Image point annotation entries
= = =

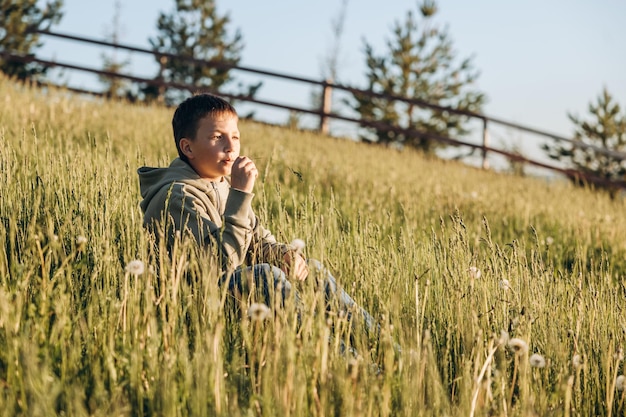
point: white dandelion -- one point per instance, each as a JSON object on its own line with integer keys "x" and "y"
{"x": 537, "y": 361}
{"x": 504, "y": 337}
{"x": 258, "y": 312}
{"x": 135, "y": 267}
{"x": 518, "y": 346}
{"x": 474, "y": 272}
{"x": 297, "y": 245}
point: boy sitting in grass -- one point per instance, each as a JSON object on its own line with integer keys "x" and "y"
{"x": 206, "y": 193}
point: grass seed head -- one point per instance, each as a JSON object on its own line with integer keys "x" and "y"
{"x": 518, "y": 346}
{"x": 474, "y": 272}
{"x": 135, "y": 267}
{"x": 258, "y": 312}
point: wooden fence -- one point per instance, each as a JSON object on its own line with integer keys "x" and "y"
{"x": 325, "y": 112}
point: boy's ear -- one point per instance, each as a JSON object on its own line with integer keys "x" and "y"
{"x": 186, "y": 148}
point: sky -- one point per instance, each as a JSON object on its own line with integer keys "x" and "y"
{"x": 538, "y": 60}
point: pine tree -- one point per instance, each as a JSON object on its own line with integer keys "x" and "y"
{"x": 194, "y": 28}
{"x": 20, "y": 18}
{"x": 421, "y": 64}
{"x": 606, "y": 129}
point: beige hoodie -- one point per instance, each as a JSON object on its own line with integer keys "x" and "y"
{"x": 211, "y": 212}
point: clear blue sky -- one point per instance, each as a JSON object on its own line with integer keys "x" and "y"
{"x": 538, "y": 59}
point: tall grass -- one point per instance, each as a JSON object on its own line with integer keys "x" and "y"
{"x": 452, "y": 261}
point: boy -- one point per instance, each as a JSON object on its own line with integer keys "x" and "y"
{"x": 206, "y": 194}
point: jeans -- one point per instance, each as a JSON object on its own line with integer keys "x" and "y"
{"x": 270, "y": 282}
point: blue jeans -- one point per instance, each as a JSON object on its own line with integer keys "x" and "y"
{"x": 270, "y": 282}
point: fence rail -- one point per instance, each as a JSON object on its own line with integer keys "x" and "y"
{"x": 325, "y": 113}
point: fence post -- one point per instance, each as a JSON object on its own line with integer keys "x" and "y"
{"x": 326, "y": 104}
{"x": 485, "y": 144}
{"x": 161, "y": 93}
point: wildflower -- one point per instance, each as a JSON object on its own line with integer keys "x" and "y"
{"x": 518, "y": 346}
{"x": 537, "y": 361}
{"x": 504, "y": 337}
{"x": 258, "y": 312}
{"x": 135, "y": 267}
{"x": 297, "y": 245}
{"x": 474, "y": 272}
{"x": 81, "y": 241}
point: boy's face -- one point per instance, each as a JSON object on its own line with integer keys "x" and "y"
{"x": 216, "y": 146}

= = =

Goal:
Please write out all of the material above without changing a word, and omit any pictures.

Answer to the problem:
point: white dandelion -- one point per instance, each as a JSON object on its own line with integer keys "x" and "y"
{"x": 537, "y": 361}
{"x": 504, "y": 337}
{"x": 258, "y": 312}
{"x": 135, "y": 267}
{"x": 518, "y": 346}
{"x": 474, "y": 272}
{"x": 297, "y": 245}
point: boy sitting in grass -- one point per instance, each as a JSON object on its own line with integer keys "x" and "y"
{"x": 206, "y": 193}
point: grass seed head -- one point per instance, each as a JSON object on its own line with integer keys "x" and "y"
{"x": 518, "y": 346}
{"x": 474, "y": 272}
{"x": 135, "y": 267}
{"x": 258, "y": 312}
point: wooden fence -- one point per instance, each as a JSON object on its own line with integer keys "x" and "y"
{"x": 325, "y": 112}
point: boy's ear -- one point per instance, each as a JSON object on its own line with integer keys "x" and "y"
{"x": 186, "y": 148}
point: sky -- one point per instance, each as a JSON object on its own line with integer keys "x" and "y"
{"x": 538, "y": 60}
point: pine tree -- one point per instance, each as a JSON object on its own line with integer keys "x" and "y"
{"x": 194, "y": 28}
{"x": 20, "y": 18}
{"x": 421, "y": 64}
{"x": 606, "y": 129}
point: beige hoodie -- one point per instance, each as a JSON object on its own line with integer keys "x" and "y"
{"x": 211, "y": 212}
point: clear blue sky -- one point per instance, each as a JSON object on its own line with integer keys "x" and "y"
{"x": 538, "y": 59}
point: tall grass -- one point per instance, each as a JSON object on its own line with integer keys "x" and "y"
{"x": 452, "y": 261}
point: boy -- one point per instance, each as a JSON object on its own line with integer keys "x" and "y"
{"x": 206, "y": 194}
point: jeans -- one point per instance, each as a JSON object on its own line with integer keys "x" and "y"
{"x": 270, "y": 282}
point: blue jeans -- one point per instance, each as a JSON object on its own line with integer keys "x" and "y"
{"x": 270, "y": 282}
point: fence rail -- one point per instance, each as a JSON object on its own line with integer keys "x" and "y"
{"x": 325, "y": 113}
point: fence post -- one point per instance, each as a JSON object on its own line with integer keys "x" and "y"
{"x": 326, "y": 104}
{"x": 485, "y": 144}
{"x": 161, "y": 93}
point: wildflower -- one point per instance, each as a JSON object on its own line with integer keys "x" and "y"
{"x": 518, "y": 346}
{"x": 537, "y": 361}
{"x": 504, "y": 337}
{"x": 258, "y": 312}
{"x": 135, "y": 267}
{"x": 297, "y": 245}
{"x": 474, "y": 272}
{"x": 81, "y": 241}
point: boy's face -- one point per instance, each as a JSON object on its own line with integer keys "x" and "y"
{"x": 216, "y": 146}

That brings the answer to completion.